*** Source document Section Begins ***

Sunday, July 1, 2012

Stonehenge and Bath

Yesterday was the second weekend trip with my group, although it was a day trip this time around, not a weekend trip.  We went on a wonderful trip to see Stonehenge and the beautiful city of Bath.

Our first stop of the day was Stonehenge.  If you say you're going to Stonehenge, people will most likely remind you that it's in the middle of nowhere, and they're right.  You're literally driving along this road, and there's Stonehenge right there on the side of the road like it's no big deal.  It is in the middle of nowhere, but you get to see some beautiful English countryside, so it's worth it in my opinion.

The history of Stonehenge is a little confusing, so please be patient with me.  Stonehenge is from approximately 3,000-2,000 B.C. (very specific, I know).  There's a lot of confusion about when it was actually built, and it's believed that it may have been built in phases, which is why some stones are older than others.  The stones were dragged from other locations (as far as Wales even) and set up in this circular fashion.  For why you may ask?  Well, nobody knows.  Some believe that it was an astrological calendar (that seems like a more logical reason), a pagan altar, a castle, the possibilities are endless.  The tops of the stones with the stones resting on top of them are carved so the stones fit together like pieces of a puzzle. 

Now, before it became a World Heritage Site, Stonehenge fell into massive disarray.  You could even rent a hammer from the local blacksmith from the nearby town, come up here and break off pieces of stone to use for your own building projects!  Obviously, that's impossible to do now, you can't get up close enough to touch it or anything I'm afraid.  It's a beautiful location in a gorgeous part of England, so I would check it out if I were you.

After Stonehenge, we headed over to the gorgeous city of Bath in south western England, home to one of the best preserved Roman bathhouses.  It's also home to some of the rich and famous in the world, including John Cleese and Nicholas Cage (he just moved like a year or two ago though), which is pretty cool.  Jane Austen also lived here from about 1801-1806, although she hated living there since she thought it was a city made of people who were very fake and snobby.  Even so, two of her books take place in Bath, Persuasion and Northanger Abbey.

*** Source document Section Ends ***
*** Material provided Section Begins ***

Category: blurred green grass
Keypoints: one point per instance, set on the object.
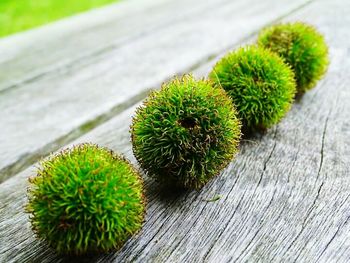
(19, 15)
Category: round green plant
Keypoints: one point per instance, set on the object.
(259, 83)
(86, 199)
(186, 133)
(302, 47)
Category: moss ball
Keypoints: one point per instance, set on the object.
(260, 84)
(302, 47)
(86, 199)
(185, 133)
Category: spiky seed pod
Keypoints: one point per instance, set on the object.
(302, 47)
(86, 199)
(260, 84)
(184, 134)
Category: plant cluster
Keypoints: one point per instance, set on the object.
(302, 47)
(260, 84)
(88, 199)
(185, 133)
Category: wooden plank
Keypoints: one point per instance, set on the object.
(285, 197)
(43, 115)
(115, 24)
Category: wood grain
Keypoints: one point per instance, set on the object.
(41, 115)
(285, 198)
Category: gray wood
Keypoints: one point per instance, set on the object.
(285, 198)
(43, 114)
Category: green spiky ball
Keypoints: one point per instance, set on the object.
(86, 199)
(302, 47)
(186, 133)
(260, 84)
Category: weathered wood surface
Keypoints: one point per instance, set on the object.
(109, 66)
(284, 199)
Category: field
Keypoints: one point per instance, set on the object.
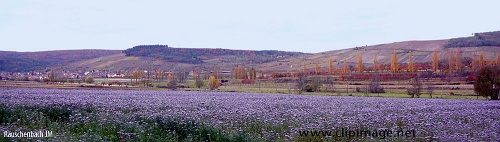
(162, 115)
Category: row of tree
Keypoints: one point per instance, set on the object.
(454, 64)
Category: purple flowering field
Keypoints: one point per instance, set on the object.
(258, 117)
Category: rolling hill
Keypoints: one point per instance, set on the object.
(421, 50)
(154, 57)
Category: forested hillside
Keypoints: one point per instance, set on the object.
(478, 40)
(200, 55)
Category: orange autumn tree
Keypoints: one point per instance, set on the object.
(213, 83)
(481, 60)
(411, 67)
(435, 61)
(497, 61)
(458, 61)
(394, 63)
(474, 61)
(304, 67)
(346, 69)
(316, 68)
(450, 61)
(360, 64)
(330, 68)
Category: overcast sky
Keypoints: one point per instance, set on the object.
(307, 26)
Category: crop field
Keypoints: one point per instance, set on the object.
(161, 115)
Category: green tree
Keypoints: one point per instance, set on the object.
(488, 82)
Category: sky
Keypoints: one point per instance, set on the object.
(306, 26)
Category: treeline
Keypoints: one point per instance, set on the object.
(197, 55)
(478, 40)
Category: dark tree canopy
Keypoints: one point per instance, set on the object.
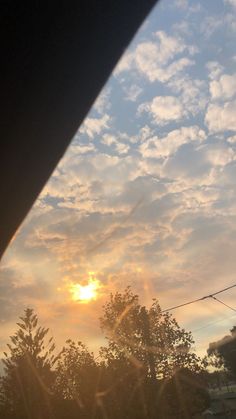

*** Material provided Section Ends ***

_Tasks to complete_:
1. According to the blog post about Stonehenge and Bath, during which years did Jane Austen live in Bath?
2. For each statement, say whether it agrees with the blog post about Stonehenge and Bath, and quote the words from the post that decide it. (a) Visitors today can get close enough to touch Stonehenge. (b) Two of Jane Austen's books take place in Bath. (c) This trip with the group was a weekend trip.
3. Copy out the passage of the blog post about Stonehenge and Bath starting with "Sunday, July 1, 2012" and going on through "city of Bath.".
The entries come from a source other than the blog post.

_Per-task outputs_:
1. From about 1801 to 1806.

2.
(a) No: "you can't get up close enough to touch it or anything I'm afraid"
(b) Yes: "two of her books take place in Bath, Persuasion and Northanger Abbey"
(c) No: "it was a day trip this time around, not a weekend trip"

3.
Sunday, July 1, 2012

Stonehenge and Bath

Yesterday was the second weekend trip with my group, although it was a day trip this time around, not a weekend trip.  We went on a wonderful trip to see Stonehenge and the beautiful city of Bath.